Directive: Print the range of lines that opens with the line containing "of the thumb" and closes with the last line of the listing. Include both ends; print nothing more.

Data for the task:
────────

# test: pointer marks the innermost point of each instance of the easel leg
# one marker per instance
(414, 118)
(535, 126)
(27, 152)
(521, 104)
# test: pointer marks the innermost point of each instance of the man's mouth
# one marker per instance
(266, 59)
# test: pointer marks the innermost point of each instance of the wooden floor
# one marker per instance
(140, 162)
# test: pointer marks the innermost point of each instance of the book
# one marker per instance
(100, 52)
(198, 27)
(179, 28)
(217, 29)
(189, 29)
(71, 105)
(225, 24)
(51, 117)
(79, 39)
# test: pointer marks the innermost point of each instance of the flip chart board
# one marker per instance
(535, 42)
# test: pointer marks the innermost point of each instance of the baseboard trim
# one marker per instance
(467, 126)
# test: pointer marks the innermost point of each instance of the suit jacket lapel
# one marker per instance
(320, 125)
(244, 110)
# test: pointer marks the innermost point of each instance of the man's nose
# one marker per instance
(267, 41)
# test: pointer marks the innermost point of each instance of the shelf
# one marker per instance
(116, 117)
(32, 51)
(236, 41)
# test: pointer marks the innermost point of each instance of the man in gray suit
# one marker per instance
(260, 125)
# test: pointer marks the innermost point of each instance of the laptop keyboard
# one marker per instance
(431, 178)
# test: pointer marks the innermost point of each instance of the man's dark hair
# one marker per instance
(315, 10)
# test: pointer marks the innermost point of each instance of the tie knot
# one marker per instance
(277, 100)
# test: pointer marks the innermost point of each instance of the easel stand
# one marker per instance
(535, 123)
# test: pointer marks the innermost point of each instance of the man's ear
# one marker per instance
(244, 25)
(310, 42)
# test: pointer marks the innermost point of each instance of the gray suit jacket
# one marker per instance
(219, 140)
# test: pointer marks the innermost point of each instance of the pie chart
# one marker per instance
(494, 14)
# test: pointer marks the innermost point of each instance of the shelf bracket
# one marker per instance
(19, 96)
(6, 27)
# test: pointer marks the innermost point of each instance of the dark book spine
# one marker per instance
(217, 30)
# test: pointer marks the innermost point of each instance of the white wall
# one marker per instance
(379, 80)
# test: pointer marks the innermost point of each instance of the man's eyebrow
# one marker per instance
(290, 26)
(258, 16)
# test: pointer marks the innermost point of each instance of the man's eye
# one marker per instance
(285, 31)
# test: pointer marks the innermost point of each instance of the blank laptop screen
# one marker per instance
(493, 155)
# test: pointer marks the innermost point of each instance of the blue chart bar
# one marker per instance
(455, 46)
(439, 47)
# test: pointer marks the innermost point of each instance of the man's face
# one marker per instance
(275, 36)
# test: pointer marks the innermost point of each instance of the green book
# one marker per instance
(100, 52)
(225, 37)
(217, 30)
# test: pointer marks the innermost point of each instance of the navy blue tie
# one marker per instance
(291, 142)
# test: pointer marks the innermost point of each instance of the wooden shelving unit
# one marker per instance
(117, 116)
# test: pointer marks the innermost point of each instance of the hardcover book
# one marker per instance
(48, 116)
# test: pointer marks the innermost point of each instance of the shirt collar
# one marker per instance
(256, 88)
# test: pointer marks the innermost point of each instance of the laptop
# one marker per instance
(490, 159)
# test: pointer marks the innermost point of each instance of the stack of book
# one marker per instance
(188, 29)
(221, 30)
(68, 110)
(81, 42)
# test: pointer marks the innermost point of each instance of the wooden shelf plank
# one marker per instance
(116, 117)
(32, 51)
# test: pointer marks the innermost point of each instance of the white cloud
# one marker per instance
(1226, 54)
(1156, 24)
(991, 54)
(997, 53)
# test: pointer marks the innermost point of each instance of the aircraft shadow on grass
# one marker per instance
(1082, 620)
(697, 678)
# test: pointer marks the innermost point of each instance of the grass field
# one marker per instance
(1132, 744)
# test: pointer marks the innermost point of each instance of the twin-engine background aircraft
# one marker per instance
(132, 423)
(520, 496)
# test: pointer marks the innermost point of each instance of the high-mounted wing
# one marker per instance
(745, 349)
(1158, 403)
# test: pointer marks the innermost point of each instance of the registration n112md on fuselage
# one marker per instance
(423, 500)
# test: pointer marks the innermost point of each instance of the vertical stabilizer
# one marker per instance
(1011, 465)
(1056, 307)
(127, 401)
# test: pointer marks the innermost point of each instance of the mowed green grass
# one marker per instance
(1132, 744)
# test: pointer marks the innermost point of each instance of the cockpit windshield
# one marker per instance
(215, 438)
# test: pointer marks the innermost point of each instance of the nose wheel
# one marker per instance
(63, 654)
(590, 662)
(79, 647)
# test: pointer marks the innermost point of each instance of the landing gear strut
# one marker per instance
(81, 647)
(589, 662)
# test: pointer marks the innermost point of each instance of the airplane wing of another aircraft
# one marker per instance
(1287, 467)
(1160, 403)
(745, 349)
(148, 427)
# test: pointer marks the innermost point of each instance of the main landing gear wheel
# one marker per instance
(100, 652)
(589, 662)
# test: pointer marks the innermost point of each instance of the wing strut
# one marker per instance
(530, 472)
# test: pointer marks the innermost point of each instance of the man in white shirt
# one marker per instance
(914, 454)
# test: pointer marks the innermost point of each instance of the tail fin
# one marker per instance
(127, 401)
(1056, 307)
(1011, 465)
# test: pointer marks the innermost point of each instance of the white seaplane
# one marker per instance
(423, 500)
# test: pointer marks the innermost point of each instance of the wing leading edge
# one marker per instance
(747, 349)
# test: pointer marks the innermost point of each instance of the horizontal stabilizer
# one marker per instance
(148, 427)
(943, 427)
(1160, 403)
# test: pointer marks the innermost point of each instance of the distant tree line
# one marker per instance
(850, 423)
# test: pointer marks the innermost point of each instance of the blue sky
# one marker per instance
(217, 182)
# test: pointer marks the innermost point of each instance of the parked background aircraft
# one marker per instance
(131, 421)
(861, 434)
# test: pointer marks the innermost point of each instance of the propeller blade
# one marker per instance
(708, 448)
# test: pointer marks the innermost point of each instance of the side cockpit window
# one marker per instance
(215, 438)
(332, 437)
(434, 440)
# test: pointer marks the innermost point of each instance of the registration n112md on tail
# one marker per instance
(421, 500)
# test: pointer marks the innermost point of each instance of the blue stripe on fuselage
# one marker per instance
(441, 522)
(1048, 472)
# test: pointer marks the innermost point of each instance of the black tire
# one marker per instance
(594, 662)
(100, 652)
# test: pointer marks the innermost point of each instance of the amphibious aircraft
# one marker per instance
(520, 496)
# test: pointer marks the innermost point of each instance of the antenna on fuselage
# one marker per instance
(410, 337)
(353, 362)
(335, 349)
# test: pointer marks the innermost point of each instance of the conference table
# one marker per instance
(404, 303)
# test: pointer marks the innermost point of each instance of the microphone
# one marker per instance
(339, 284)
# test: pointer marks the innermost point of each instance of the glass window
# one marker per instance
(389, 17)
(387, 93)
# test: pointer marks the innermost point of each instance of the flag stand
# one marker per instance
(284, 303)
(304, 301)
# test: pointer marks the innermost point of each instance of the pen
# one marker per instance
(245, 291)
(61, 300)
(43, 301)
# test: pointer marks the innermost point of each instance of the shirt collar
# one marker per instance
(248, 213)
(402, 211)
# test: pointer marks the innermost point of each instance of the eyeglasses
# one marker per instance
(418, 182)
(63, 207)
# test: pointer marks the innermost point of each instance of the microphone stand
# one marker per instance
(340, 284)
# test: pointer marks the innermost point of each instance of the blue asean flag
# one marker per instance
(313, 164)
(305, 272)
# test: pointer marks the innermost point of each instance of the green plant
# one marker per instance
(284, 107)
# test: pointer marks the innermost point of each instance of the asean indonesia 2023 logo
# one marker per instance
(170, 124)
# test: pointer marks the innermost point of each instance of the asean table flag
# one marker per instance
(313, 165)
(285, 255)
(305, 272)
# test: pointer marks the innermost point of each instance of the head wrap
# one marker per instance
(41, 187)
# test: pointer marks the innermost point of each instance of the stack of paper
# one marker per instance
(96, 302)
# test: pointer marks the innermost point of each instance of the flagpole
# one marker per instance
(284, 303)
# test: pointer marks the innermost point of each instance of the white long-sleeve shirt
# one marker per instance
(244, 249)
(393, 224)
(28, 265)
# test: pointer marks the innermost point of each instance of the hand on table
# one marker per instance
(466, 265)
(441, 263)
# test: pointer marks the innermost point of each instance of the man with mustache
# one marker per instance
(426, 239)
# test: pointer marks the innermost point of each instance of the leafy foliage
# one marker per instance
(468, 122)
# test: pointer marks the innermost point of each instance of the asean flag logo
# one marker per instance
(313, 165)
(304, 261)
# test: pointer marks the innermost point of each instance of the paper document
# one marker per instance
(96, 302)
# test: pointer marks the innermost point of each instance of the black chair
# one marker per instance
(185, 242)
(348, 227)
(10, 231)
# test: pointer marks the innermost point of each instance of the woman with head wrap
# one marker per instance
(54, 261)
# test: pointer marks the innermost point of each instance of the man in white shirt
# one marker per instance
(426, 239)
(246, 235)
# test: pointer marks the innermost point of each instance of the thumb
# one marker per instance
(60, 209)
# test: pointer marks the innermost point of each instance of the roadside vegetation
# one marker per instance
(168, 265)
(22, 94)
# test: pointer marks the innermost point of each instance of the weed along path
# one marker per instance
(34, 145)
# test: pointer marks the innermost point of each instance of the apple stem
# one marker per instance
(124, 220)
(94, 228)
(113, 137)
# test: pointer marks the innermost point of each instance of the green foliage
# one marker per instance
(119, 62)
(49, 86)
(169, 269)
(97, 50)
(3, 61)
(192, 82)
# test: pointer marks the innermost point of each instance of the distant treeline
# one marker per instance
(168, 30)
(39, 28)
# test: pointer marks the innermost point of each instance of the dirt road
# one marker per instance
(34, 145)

────────

Solution for this task:
# test: pointer marks the innermost point of each instance of the thumb
# one marker per instance
(60, 209)
# test: pointer marks the innermost point of each instance of the roadside vegetation
# one marker per instance
(168, 265)
(22, 94)
# test: pointer marks the innermost point of each instance of the weed along path
# one marker per instance
(34, 145)
# test: pointer marks the innermost point of each instance of the apple stem
# one marker per instance
(124, 220)
(94, 228)
(113, 137)
# test: pointer marks the innermost point of each instance of the green foliage
# one marker per instance
(119, 62)
(49, 86)
(169, 269)
(97, 50)
(3, 61)
(192, 82)
# test: pointer marks the innermost point of each instance of the distant treeline
# one marker per instance
(168, 30)
(39, 28)
# test: pointer marks the innermost point of each instance of the dirt road
# one marker per instance
(34, 145)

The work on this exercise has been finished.